- Exercise aim -
Rewrite the rows below, replacing "shoulder" with "sleeve" and keeping everything else unchanged. Leave the pictures out of your answer.
----
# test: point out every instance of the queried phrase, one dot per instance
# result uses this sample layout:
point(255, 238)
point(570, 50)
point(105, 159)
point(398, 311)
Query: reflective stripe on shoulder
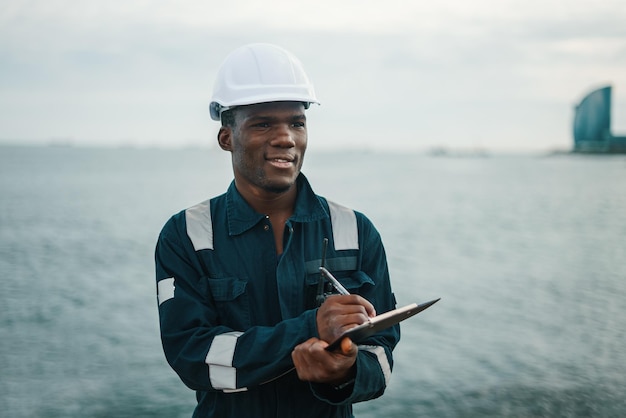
point(200, 226)
point(220, 361)
point(379, 352)
point(165, 290)
point(345, 231)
----
- Solution below -
# test: point out every instance of the queried phrase, one dot per instance
# result uses this sample layout:
point(255, 238)
point(570, 50)
point(105, 159)
point(398, 311)
Query: reflective stripe on sleeve
point(200, 226)
point(220, 361)
point(379, 352)
point(165, 290)
point(345, 231)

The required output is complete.